Counting only case-exact matches, how many lines in the material below contain the string "Give"? Reply with the number alone.

** START OF Material supplied **

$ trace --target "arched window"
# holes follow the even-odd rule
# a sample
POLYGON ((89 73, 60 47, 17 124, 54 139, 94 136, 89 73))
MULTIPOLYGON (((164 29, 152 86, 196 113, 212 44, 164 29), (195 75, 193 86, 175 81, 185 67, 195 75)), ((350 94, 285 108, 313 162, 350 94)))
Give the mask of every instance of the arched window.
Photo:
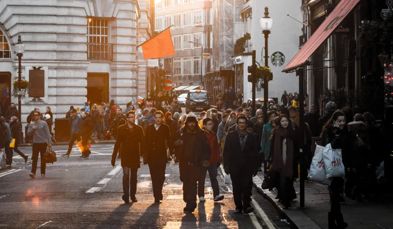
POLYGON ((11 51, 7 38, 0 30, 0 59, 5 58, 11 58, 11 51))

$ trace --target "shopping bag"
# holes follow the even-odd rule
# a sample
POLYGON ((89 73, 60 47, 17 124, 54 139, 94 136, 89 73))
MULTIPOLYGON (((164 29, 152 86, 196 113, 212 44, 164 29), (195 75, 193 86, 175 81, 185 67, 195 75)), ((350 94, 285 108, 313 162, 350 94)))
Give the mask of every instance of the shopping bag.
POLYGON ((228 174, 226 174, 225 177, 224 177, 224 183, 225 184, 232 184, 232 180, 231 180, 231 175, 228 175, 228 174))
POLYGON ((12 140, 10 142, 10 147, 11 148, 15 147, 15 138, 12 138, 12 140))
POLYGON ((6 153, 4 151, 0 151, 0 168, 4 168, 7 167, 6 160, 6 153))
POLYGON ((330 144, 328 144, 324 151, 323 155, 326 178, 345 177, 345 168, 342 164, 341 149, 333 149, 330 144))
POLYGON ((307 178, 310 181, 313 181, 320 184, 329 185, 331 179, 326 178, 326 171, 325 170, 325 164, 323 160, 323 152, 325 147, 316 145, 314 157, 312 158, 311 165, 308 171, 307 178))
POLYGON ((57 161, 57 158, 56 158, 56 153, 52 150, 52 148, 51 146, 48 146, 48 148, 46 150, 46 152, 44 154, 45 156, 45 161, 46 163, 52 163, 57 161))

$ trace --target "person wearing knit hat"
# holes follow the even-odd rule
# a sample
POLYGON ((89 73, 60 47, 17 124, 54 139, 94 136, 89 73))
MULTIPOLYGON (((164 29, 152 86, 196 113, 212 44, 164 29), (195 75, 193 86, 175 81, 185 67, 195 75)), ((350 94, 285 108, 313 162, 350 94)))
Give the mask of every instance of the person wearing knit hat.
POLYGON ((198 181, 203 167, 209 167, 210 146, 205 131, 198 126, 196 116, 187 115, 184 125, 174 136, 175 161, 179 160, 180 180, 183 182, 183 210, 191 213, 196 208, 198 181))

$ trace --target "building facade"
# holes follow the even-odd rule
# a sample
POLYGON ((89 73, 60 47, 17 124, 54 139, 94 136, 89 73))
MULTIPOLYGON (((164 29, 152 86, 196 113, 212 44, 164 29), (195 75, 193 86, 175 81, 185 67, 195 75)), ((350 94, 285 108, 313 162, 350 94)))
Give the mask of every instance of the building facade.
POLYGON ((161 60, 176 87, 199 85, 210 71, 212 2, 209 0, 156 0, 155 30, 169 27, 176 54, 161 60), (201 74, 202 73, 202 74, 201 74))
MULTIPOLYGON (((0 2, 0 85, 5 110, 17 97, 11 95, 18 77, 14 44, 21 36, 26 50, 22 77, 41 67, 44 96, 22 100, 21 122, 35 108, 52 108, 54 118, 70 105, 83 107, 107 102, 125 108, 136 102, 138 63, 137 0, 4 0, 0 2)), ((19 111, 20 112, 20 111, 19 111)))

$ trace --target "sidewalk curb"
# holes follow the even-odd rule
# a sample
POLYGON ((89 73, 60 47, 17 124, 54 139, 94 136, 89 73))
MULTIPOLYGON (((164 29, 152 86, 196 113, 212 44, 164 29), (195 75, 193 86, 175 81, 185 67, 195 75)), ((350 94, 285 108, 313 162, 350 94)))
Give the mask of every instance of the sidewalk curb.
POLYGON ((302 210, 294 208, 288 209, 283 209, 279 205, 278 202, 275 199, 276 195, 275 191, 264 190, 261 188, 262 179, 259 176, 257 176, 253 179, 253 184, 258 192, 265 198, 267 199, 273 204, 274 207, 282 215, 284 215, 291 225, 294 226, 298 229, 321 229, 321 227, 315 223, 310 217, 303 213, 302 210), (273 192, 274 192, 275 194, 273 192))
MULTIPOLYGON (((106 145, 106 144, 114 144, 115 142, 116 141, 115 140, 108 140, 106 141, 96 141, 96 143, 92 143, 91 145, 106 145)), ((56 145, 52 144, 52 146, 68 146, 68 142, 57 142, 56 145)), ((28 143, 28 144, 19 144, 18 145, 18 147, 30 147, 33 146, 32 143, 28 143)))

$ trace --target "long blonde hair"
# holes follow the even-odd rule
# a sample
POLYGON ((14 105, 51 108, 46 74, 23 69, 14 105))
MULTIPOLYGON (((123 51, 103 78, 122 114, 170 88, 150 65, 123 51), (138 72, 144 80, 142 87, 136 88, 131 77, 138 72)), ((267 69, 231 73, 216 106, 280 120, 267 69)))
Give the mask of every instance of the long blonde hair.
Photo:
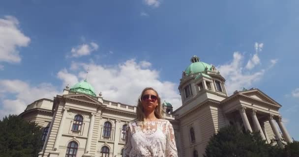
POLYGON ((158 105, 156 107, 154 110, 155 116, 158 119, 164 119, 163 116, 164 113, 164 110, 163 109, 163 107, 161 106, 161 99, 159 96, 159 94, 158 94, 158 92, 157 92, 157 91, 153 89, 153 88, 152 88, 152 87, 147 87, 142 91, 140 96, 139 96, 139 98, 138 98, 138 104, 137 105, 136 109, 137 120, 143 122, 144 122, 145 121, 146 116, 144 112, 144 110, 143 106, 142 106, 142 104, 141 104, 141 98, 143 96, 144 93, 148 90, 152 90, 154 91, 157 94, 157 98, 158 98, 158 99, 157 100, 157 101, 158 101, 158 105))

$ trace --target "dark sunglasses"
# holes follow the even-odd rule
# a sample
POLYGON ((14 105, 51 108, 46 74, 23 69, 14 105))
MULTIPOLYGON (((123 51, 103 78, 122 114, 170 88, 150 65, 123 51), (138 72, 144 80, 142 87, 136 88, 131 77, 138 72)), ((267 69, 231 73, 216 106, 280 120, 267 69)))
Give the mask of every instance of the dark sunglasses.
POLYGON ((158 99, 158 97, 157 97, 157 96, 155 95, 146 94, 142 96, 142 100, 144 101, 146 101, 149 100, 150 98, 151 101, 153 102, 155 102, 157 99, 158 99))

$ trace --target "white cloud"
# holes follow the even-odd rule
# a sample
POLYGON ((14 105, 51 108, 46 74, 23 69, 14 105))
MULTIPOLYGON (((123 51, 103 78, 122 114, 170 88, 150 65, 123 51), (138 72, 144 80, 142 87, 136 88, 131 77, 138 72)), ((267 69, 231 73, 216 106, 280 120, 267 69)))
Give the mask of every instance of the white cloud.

** END OF Material supplied **
** START OF Material supplied **

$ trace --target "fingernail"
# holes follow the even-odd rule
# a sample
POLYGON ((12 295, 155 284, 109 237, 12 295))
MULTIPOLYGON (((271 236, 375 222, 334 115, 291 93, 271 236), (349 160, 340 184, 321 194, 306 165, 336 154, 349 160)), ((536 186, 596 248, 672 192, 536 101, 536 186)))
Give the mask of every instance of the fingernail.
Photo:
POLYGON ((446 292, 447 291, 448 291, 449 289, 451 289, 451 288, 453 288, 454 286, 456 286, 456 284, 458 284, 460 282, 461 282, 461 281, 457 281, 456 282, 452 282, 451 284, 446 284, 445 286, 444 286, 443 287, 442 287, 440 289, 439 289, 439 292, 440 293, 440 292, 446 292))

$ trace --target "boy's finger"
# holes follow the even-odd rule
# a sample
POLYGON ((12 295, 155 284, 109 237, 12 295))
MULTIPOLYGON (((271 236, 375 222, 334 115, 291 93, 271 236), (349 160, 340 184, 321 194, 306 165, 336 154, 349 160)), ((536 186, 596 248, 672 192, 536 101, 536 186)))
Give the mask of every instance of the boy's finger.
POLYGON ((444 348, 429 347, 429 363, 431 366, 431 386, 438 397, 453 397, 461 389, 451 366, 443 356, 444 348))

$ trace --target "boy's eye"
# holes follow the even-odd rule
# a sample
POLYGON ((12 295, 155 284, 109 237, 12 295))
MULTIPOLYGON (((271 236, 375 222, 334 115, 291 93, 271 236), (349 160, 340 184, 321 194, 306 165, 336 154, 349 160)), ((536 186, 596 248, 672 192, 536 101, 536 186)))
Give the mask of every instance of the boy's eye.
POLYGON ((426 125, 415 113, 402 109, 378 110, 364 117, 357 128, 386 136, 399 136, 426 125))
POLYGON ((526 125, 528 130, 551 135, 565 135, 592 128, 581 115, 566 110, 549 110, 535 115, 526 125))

** END OF Material supplied **

**Exercise result:**
11